__TEXT SECTION__
Oh, wednesday was supposed to be a special celebration with Mariny, but we ended up fighting over nothing (as usual) and I stayed home.

Friday was the night I had to say goodbye to my daughter, so I was really, really down. As usual, on friday everybody called me. As it was my last night in the fair city, I couldn’t be everywhere, so I cooked up a plan with Isaac, the first one to call me. Hey, first come, first serve!
What resulted of said plan was, we ended up at his place with two guys I didn’t know, his girlfriend, some other girl and Mariny. Because of the way we were seated, I hardly had a chance to talk to Isaac or his girlfriend, and because everybody else was engaging in the discovery of bluetooth technology for cellular phones, I ended up talking only with Mariny.

You know how, when you’re on vacation, you want to do a lot of things and leave everything for the last minute? Or is it just me? Anyway, Saturday was my last day, and I hadn’t gone shopping. I had intended to go to three places to buy groceries, candy, and a Mexico soccer shirt. Soccer shirts were nowhere to be found, so I proceeded to do my groceries. You can find a lot of mexican stuff here in Canada, but there are a lot of things I have to import. Now, onto the candy store, where I couldn’t find 3/4 of what I was looking for (of course, upon returning to Canada, I found out a lot of these products had been recalled for containing lead – and I prefer to get my lead from bullets and pencils, thank you). But at least I got a box of mazapanes (some dried up peanut paste thingies) and like 40 packs of “Limoncho” which is lemon-flavored salt (hey, it goes great with beer!).

I went to buy my bus ticket for the border, and was dismayed that the only bus that would get me there in time (not 4 hours early) was already full, so I had to risk it and buy a ticket for 2 AM. It’s a 4 hour bus ride, plus the crossing of the border, plus arriving to the airport an hour before my flight, which left at 7.20, so I had a rabbit’s chance in eagle country of making it, but who in their right mind would want to sit around a Reynosa bus station for 4 hours? Not me, I tells ya.

From there, it was time to go a-packin’. After what happened on my last return trip, I picked up a new strategy for packing, since I wasn’t carrying around too much. Pack the small suitcase, place it in the large suitcase, and fill up the large suitcase. That way, when the idiots at the airport start salivating at the sight of your overweight baggage upon check-in, simply open up large suitcase, pull out smaller suitcase, and voila! 2 perfectly legal pieces of baggage, under 50 pounds each! Man, I’m such a fucking genius!

And with that, goodbyes, good riddances and godspeeds were had, followed by a short nap and a ride to the bus station.

DID THE ICEBERG MAKE IT IN TIME TO THE AIRPORT? DID THE ICEBERG ARRIVE HOME AT THE PLANNED TIME, IN ORDER TO SLEEP BEFORE WORK? STAY TUNED, CHAPTER 3 WILL FOLLOW SHORTLY!

The Iceberg.

Introduction
Although not exactly a vacation, per se, I recently found myself traveling to the city I lived in for half of my life. See, there were matters that required my immediate attention, and while they were not fully resolved, huge steps were taken towards putting that part of my life to sleep for good. Fucking lawyers.

__EXERCISE DETAILS__
Continue the travel account above, picking up right after its final sentence.

__LISTED ENTRIES__
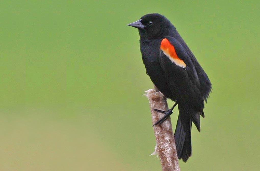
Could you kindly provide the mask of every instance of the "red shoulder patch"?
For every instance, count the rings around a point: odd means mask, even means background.
[[[186,67],[186,64],[183,60],[179,58],[176,53],[174,47],[171,44],[167,39],[165,38],[162,40],[160,49],[173,63],[176,65],[183,68]]]

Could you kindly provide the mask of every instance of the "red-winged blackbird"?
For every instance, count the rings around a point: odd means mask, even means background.
[[[165,120],[178,104],[174,137],[178,157],[186,162],[191,155],[192,124],[200,132],[200,115],[204,117],[204,100],[207,102],[211,84],[175,27],[165,17],[147,14],[128,25],[138,29],[146,73],[160,91],[175,102],[167,111],[154,109],[165,114],[154,125]]]

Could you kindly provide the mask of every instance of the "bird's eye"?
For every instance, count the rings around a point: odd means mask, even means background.
[[[148,26],[151,26],[153,25],[153,22],[152,22],[151,21],[150,21],[148,22]]]

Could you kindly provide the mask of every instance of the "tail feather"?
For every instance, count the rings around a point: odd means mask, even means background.
[[[179,114],[174,133],[177,155],[184,162],[191,156],[191,132],[192,123],[187,114],[179,107]]]

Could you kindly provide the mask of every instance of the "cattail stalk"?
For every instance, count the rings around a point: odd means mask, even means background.
[[[153,124],[164,115],[164,114],[154,110],[157,109],[164,111],[168,110],[166,98],[157,88],[145,92],[149,100]],[[163,171],[180,171],[178,157],[169,116],[163,122],[153,127],[156,141],[155,151],[152,155],[158,154],[160,157]]]

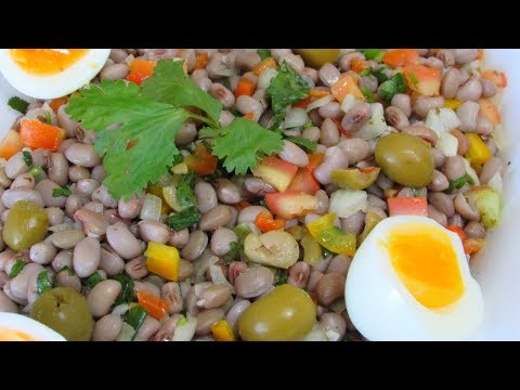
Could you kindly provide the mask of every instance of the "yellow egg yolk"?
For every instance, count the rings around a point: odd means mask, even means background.
[[[25,72],[37,76],[58,74],[79,60],[89,49],[11,49],[13,61]]]
[[[23,332],[0,327],[0,341],[35,341],[35,339]]]
[[[399,278],[426,308],[443,308],[463,296],[457,255],[443,230],[422,224],[401,225],[390,232],[385,246]]]

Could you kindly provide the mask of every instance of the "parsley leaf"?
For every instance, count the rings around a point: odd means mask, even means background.
[[[26,114],[29,102],[24,101],[22,98],[13,96],[8,101],[8,105],[21,114]]]
[[[274,115],[278,117],[285,107],[307,98],[309,90],[306,79],[284,62],[265,92],[271,96]]]
[[[143,95],[173,106],[200,108],[217,126],[222,104],[187,77],[183,64],[183,61],[159,61],[154,75],[143,81]]]
[[[245,174],[257,166],[259,158],[278,152],[283,146],[280,133],[244,118],[233,119],[225,128],[218,129],[218,134],[220,136],[213,141],[212,155],[224,159],[223,166],[230,173],[235,171],[236,174]]]

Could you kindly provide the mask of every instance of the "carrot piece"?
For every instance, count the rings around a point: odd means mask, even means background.
[[[243,77],[240,81],[238,81],[238,86],[236,86],[235,98],[242,95],[252,96],[255,93],[255,82]]]
[[[58,127],[34,119],[23,119],[20,122],[20,140],[31,150],[46,148],[55,152],[64,139],[65,130]]]
[[[395,49],[387,52],[382,57],[382,62],[393,68],[406,64],[418,64],[418,61],[419,53],[414,49]]]

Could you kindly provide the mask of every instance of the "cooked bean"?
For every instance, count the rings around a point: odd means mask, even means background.
[[[197,259],[208,246],[208,235],[203,231],[194,231],[190,234],[186,246],[182,248],[181,257],[193,261]]]
[[[455,205],[455,210],[464,218],[470,221],[478,221],[480,219],[479,209],[470,205],[463,194],[457,194],[453,204]]]
[[[309,156],[307,153],[290,141],[284,141],[284,147],[278,152],[278,157],[298,167],[309,165]]]
[[[56,283],[60,287],[69,287],[78,292],[81,292],[81,281],[78,275],[70,274],[69,270],[63,270],[56,275]]]
[[[463,177],[466,173],[466,164],[464,162],[464,157],[447,157],[442,171],[450,180],[456,180]]]
[[[444,227],[447,226],[447,217],[430,205],[428,205],[428,218],[431,218],[432,220],[440,223]]]
[[[168,313],[180,313],[183,308],[181,288],[176,282],[168,282],[160,287],[160,298],[168,302]]]
[[[16,202],[28,200],[43,207],[41,194],[31,188],[12,188],[5,190],[1,196],[2,203],[6,208],[12,208]]]
[[[22,173],[16,179],[14,179],[11,188],[34,188],[35,187],[35,177],[30,173]]]
[[[202,213],[206,213],[217,206],[217,193],[211,184],[199,181],[195,184],[195,196],[197,199],[197,208]]]
[[[115,341],[121,330],[122,320],[116,314],[102,316],[94,325],[93,341]]]
[[[79,277],[92,275],[101,260],[100,242],[92,237],[86,237],[74,248],[73,265]]]
[[[365,125],[372,115],[368,103],[355,103],[341,119],[341,127],[347,132],[356,132]]]
[[[287,270],[287,283],[298,288],[306,288],[309,282],[311,266],[303,261],[298,261]]]
[[[450,181],[446,176],[437,169],[433,170],[433,176],[431,177],[430,184],[428,184],[428,190],[440,192],[447,190],[450,186]]]
[[[94,146],[83,143],[75,143],[68,146],[65,151],[65,157],[70,162],[86,168],[95,167],[101,161]]]
[[[51,234],[47,239],[60,249],[74,248],[81,239],[84,238],[84,234],[78,230],[64,230]]]
[[[231,249],[231,243],[237,243],[236,234],[226,227],[217,229],[211,235],[211,251],[217,256],[224,256]]]
[[[466,227],[464,227],[464,233],[469,238],[483,238],[485,237],[485,227],[480,222],[469,221]]]
[[[108,245],[103,244],[99,268],[105,271],[108,276],[114,276],[122,272],[125,261]]]
[[[187,229],[183,229],[181,231],[172,231],[170,233],[170,238],[168,239],[168,245],[174,246],[176,248],[180,249],[186,246],[190,239],[190,232]]]
[[[477,78],[470,78],[464,86],[458,88],[456,98],[463,102],[477,102],[481,95],[482,84],[480,83],[480,80]]]
[[[434,192],[428,195],[428,202],[431,206],[444,213],[447,218],[453,217],[453,214],[455,213],[453,200],[450,195],[446,195],[442,192]]]
[[[335,341],[340,341],[344,337],[347,332],[347,322],[340,314],[337,313],[324,313],[320,317],[320,328],[328,336],[330,332],[334,332]]]
[[[420,118],[426,118],[430,109],[442,108],[444,96],[419,96],[414,103],[414,113]]]
[[[133,341],[148,341],[160,329],[160,323],[147,315],[139,328]]]
[[[213,231],[218,227],[225,226],[233,219],[230,206],[219,205],[200,218],[199,229],[203,232]]]
[[[57,252],[52,260],[52,269],[56,272],[63,270],[63,268],[68,266],[70,270],[73,269],[73,250],[72,249],[63,249]]]
[[[255,266],[235,278],[236,294],[244,298],[255,298],[265,292],[274,283],[274,275],[265,266]]]
[[[107,227],[106,239],[117,255],[126,260],[133,259],[142,252],[139,240],[122,222],[117,222]]]
[[[458,65],[470,63],[479,55],[478,49],[452,49],[452,52]]]
[[[337,272],[323,275],[315,287],[317,301],[325,307],[328,307],[336,299],[342,298],[343,291],[344,276]]]
[[[131,278],[143,278],[148,274],[148,269],[146,268],[146,258],[144,256],[139,256],[135,259],[130,260],[125,264],[125,272]]]

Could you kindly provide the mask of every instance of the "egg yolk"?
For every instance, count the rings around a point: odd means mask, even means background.
[[[35,341],[35,339],[23,332],[0,327],[0,341]]]
[[[79,60],[89,49],[11,49],[13,61],[25,72],[37,76],[58,74]]]
[[[457,255],[444,231],[430,225],[401,225],[390,232],[386,247],[401,282],[424,307],[443,308],[463,296]]]

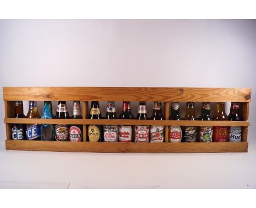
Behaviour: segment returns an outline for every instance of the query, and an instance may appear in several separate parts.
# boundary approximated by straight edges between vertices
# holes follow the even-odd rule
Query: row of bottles
[[[25,118],[23,114],[22,101],[16,101],[14,106],[14,118]],[[227,117],[225,113],[224,103],[218,102],[216,112],[212,119],[210,115],[210,103],[202,103],[201,114],[199,120],[242,120],[239,114],[240,103],[232,102],[230,113]],[[40,118],[36,101],[30,101],[30,109],[27,118]],[[43,119],[68,119],[69,115],[66,101],[59,101],[56,115],[53,114],[51,102],[44,101]],[[83,118],[81,114],[80,101],[74,101],[73,119]],[[98,101],[92,101],[88,119],[101,119],[102,116]],[[106,119],[117,119],[115,103],[108,101],[107,107]],[[132,119],[130,102],[123,102],[123,112],[120,119]],[[146,102],[139,102],[137,119],[148,119]],[[161,102],[155,102],[152,120],[163,120]],[[172,102],[170,120],[181,120],[179,105]],[[187,102],[187,120],[195,120],[194,103]],[[165,126],[140,125],[96,125],[88,126],[88,141],[90,142],[163,142],[165,140]],[[57,124],[13,124],[11,128],[13,139],[28,139],[59,141],[79,142],[83,140],[82,125]],[[241,142],[241,127],[239,126],[179,126],[169,127],[168,140],[171,142]]]

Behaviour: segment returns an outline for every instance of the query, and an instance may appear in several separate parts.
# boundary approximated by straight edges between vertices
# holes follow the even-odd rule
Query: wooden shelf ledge
[[[107,143],[5,140],[6,149],[82,152],[203,153],[247,152],[248,142]]]

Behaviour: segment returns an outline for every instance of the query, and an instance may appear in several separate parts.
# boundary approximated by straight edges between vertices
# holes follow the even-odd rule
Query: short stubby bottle
[[[152,120],[164,120],[161,102],[154,102]],[[165,126],[150,126],[150,142],[164,142],[165,140]]]
[[[55,119],[69,119],[69,115],[66,101],[59,101]],[[55,139],[57,141],[69,141],[69,126],[67,124],[56,124]]]
[[[146,102],[139,102],[137,119],[147,120],[147,109]],[[135,142],[149,142],[149,126],[134,126]]]
[[[106,119],[116,119],[114,101],[108,101]],[[116,142],[118,141],[118,125],[105,125],[103,126],[104,142]]]

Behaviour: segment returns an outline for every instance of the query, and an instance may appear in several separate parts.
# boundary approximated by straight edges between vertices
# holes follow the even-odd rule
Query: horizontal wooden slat
[[[4,87],[3,100],[249,102],[251,88]]]
[[[248,121],[174,121],[130,119],[43,119],[5,118],[7,124],[95,124],[95,125],[178,125],[178,126],[248,126]]]
[[[92,143],[5,140],[6,149],[14,150],[85,152],[246,152],[247,142],[240,143]]]

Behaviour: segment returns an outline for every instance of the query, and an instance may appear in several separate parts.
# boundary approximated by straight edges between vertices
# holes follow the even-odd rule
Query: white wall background
[[[0,20],[1,94],[3,87],[253,88],[248,153],[6,151],[1,100],[0,187],[256,188],[255,66],[255,20]]]

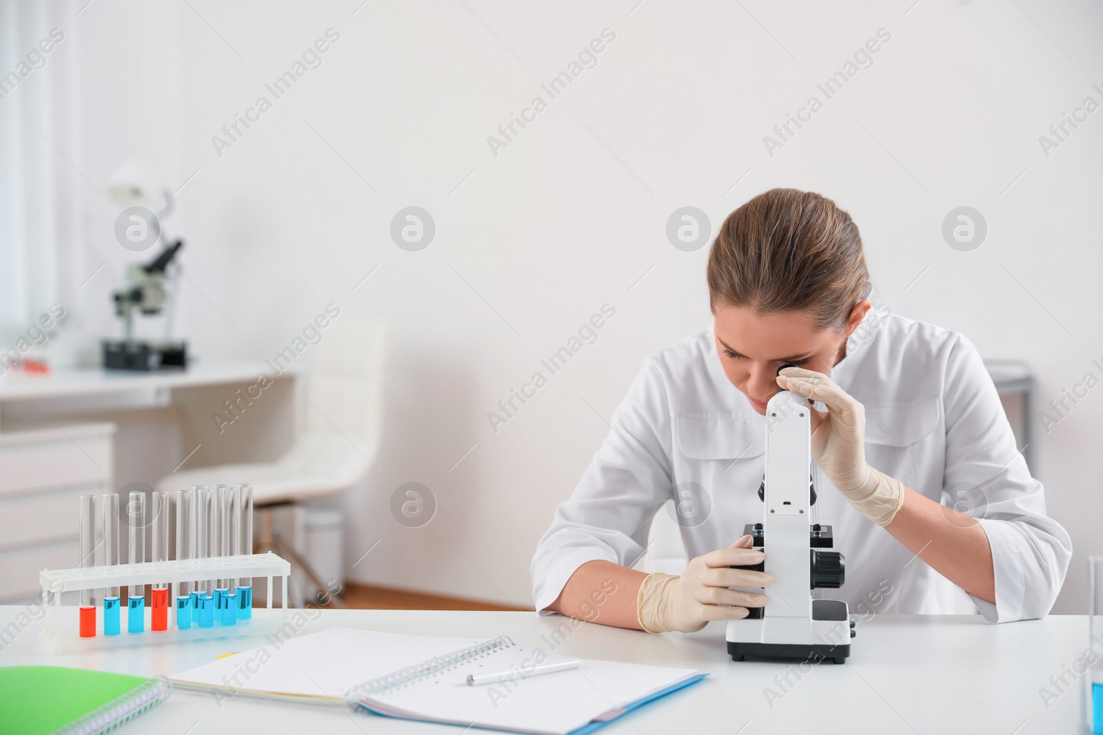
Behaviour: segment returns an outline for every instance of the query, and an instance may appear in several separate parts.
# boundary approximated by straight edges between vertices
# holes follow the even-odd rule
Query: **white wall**
[[[707,248],[664,235],[677,207],[715,233],[767,188],[822,192],[859,224],[895,312],[1028,360],[1041,403],[1103,377],[1103,111],[1048,158],[1038,142],[1086,96],[1103,102],[1103,9],[910,4],[97,0],[72,33],[81,165],[98,182],[137,155],[173,187],[199,170],[165,224],[188,240],[183,325],[201,356],[260,367],[329,302],[387,320],[386,430],[379,472],[346,501],[350,563],[381,542],[353,577],[529,605],[534,545],[640,359],[709,324]],[[330,28],[322,66],[274,100],[265,84]],[[540,84],[606,28],[597,67],[492,154],[488,136],[548,100]],[[763,136],[882,28],[872,66],[769,155]],[[271,109],[218,156],[212,136],[259,95]],[[420,252],[388,235],[409,205],[437,223]],[[940,235],[960,205],[988,223],[973,252]],[[130,258],[109,207],[84,206],[82,257],[110,268],[83,295],[109,325],[98,304]],[[598,342],[493,431],[486,413],[603,303],[617,314]],[[1103,552],[1103,389],[1048,434],[1035,421],[1049,508],[1077,548],[1054,612],[1084,612],[1083,558]],[[389,512],[408,480],[438,502],[419,529]]]

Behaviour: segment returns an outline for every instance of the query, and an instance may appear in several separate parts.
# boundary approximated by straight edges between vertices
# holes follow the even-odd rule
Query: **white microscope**
[[[831,526],[812,522],[811,434],[808,401],[779,388],[765,409],[765,477],[759,487],[763,519],[743,530],[754,537],[753,547],[765,552],[765,561],[737,568],[768,571],[774,583],[746,588],[765,594],[765,607],[750,607],[747,617],[728,621],[725,638],[735,661],[845,663],[850,655],[855,630],[846,603],[812,597],[813,590],[843,585],[845,560],[837,551],[825,551],[832,548]]]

__TASK RESULT__
Anyway, in order for me to tend to these unpleasantries, I had to book a week off work, jump on an airplane and haul my ass down Mexico way. And, while there, I did do my best to get the most out of my trip. There were good things, bad things, and weird things, all of which I hope to remember so I can narrate them here.
I have divided this story into 3 chapters: Arriving, Being There, and Returning. The first and last chapters detail my trips to and from Mexico, or more exactly the first and last days of my trip. The second one summarizes the goings-on while there. And without further ado, here’s Chapter I.

Chapter 1: ARRIVING
An avid reader of Fark.com, I always find myself going through the forums on whatever “news” item happens to grab my attention. On one occasion, I was reading a thread about how a mother and her child were thrown off a plane because the kid was throwing a tantrum (not literally thrown off, mind you, perhaps a better phrase would be “kicked out” – or not. Anyway, you know what I mean).
In said thread, one of the other posters made the observation that traveling by plane used to mean something. That people (airline folk and passengers alike) used to respect the fact that they were flying, but now airplanes were merely buses with wings. And he couldn’t have been more correct. Or at least I hadn’t paid that much attention until this trip.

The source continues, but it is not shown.